==== SUPPLIED MATERIAL ====

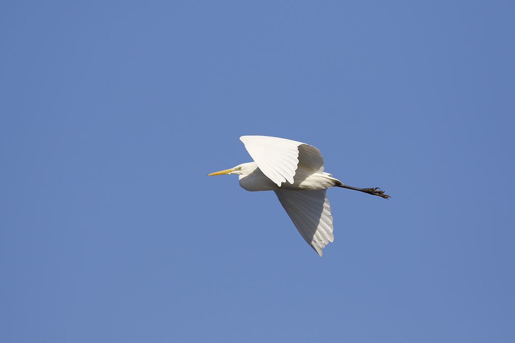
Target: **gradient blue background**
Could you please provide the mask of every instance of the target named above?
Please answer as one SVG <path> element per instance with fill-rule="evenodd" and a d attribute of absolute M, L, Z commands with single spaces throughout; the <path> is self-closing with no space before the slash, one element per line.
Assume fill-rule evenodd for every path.
<path fill-rule="evenodd" d="M 513 1 L 4 2 L 0 341 L 515 337 Z M 319 257 L 243 135 L 319 148 Z"/>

====

YOUR TASK: Retype the records above word for word, leaving out the pictures.

EXERCISE RESPONSE:
Target: **gradient blue background**
Could you please provide the mask of every instance of the target named above?
Please answer as one SVG <path> element per instance with fill-rule="evenodd" and a d attribute of absolute M, L, Z commands with single spaces throughout; the <path> is self-closing with no space before the slash, one element per line.
Assume fill-rule evenodd for every path.
<path fill-rule="evenodd" d="M 513 1 L 4 2 L 0 341 L 515 337 Z M 319 257 L 243 135 L 319 148 Z"/>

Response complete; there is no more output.